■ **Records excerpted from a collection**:
--- START ---
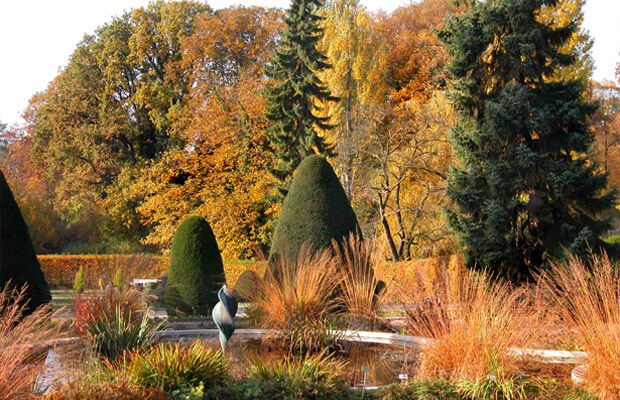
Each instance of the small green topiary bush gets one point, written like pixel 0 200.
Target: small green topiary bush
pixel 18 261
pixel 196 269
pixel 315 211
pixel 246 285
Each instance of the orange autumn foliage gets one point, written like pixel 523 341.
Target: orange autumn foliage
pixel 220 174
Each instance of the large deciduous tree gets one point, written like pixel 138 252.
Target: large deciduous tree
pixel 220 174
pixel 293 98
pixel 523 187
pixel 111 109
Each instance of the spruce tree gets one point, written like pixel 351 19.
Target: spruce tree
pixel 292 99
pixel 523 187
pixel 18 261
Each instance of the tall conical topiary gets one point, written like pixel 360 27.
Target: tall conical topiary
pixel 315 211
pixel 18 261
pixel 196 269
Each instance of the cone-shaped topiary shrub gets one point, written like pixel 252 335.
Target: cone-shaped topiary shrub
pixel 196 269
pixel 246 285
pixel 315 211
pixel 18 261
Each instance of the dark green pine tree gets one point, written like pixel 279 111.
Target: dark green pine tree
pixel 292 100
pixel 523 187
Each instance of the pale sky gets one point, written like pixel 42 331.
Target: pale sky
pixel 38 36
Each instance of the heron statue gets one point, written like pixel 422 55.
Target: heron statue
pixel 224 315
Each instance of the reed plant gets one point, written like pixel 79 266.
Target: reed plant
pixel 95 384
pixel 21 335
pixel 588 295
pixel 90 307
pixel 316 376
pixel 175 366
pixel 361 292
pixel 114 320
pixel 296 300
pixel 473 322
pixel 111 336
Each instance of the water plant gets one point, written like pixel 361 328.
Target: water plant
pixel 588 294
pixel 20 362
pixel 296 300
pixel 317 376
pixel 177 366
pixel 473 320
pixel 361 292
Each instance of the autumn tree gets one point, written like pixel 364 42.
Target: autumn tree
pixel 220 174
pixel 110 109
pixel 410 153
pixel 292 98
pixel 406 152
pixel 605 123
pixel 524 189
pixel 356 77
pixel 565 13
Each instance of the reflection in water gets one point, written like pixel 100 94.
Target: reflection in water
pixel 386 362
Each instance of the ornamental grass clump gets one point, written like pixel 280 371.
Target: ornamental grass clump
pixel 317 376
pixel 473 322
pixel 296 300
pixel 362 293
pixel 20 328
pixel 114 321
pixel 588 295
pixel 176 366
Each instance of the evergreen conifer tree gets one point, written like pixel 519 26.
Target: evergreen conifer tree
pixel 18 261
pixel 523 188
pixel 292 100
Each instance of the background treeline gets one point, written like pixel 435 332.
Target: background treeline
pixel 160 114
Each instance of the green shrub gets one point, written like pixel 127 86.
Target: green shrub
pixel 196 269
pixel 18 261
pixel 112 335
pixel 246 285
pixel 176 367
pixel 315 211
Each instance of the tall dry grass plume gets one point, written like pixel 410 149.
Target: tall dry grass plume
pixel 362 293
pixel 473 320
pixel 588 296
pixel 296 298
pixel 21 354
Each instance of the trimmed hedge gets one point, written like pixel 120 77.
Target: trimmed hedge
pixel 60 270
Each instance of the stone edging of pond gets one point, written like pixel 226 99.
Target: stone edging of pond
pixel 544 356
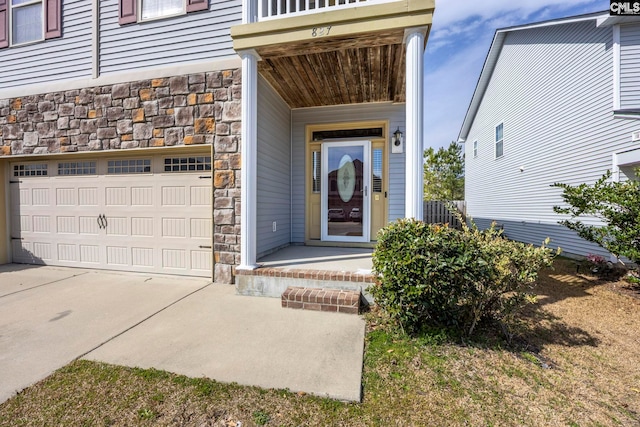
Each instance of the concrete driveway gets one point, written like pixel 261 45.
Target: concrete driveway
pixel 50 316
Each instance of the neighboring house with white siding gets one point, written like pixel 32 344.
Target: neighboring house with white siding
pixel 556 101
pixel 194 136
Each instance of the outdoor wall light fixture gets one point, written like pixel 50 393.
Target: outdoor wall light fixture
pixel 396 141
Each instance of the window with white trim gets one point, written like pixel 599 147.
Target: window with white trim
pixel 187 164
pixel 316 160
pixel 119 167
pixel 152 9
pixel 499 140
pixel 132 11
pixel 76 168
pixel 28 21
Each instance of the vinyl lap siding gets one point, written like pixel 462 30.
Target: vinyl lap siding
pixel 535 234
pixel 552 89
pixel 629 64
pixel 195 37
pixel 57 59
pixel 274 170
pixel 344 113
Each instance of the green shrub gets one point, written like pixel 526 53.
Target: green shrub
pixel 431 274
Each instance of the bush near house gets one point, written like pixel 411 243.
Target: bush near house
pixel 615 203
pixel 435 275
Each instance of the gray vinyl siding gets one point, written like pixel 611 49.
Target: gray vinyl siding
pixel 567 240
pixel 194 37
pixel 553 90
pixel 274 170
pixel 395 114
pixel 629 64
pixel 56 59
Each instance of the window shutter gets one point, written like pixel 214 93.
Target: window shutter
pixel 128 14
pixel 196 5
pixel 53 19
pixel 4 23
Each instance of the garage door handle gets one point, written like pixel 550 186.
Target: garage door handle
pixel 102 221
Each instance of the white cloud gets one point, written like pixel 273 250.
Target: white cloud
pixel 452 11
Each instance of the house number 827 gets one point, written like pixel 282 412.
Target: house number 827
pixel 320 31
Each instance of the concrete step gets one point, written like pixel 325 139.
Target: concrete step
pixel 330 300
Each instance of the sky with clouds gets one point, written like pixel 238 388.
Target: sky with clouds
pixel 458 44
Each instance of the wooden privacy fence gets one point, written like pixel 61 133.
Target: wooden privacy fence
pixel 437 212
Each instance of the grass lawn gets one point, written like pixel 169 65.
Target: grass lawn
--- END ---
■ **Problem statement**:
Where the records above contain a line with "Each instance of the window shutter", repeat that line and each later line through the end, exactly, and nothing more.

■ **Exercise solution**:
Each instance of the window shutter gets one point, written like pixel 214 93.
Target: window shutter
pixel 128 14
pixel 196 5
pixel 53 19
pixel 4 23
Each instance of the garage door handle gets one point, written like pixel 550 186.
Target: garage door handle
pixel 102 221
Each instance of the white cloud gets one point, written like pixel 273 250.
Target: white cloud
pixel 452 11
Each instance of the house number 827 gets one point, written like pixel 282 412.
Target: house number 827
pixel 320 31
Each instance of the concrete step gets one point, written like pixel 325 139.
Target: concrete step
pixel 330 300
Each instance of the sky with clouds gets one point, written like pixel 238 388.
Target: sky with clouds
pixel 458 44
Each instance of the wooden privacy fence gets one point, written like pixel 61 133.
Target: wooden privacy fence
pixel 437 212
Each instance of the grass lawn gets one point, written like pixel 169 65.
Target: grass lawn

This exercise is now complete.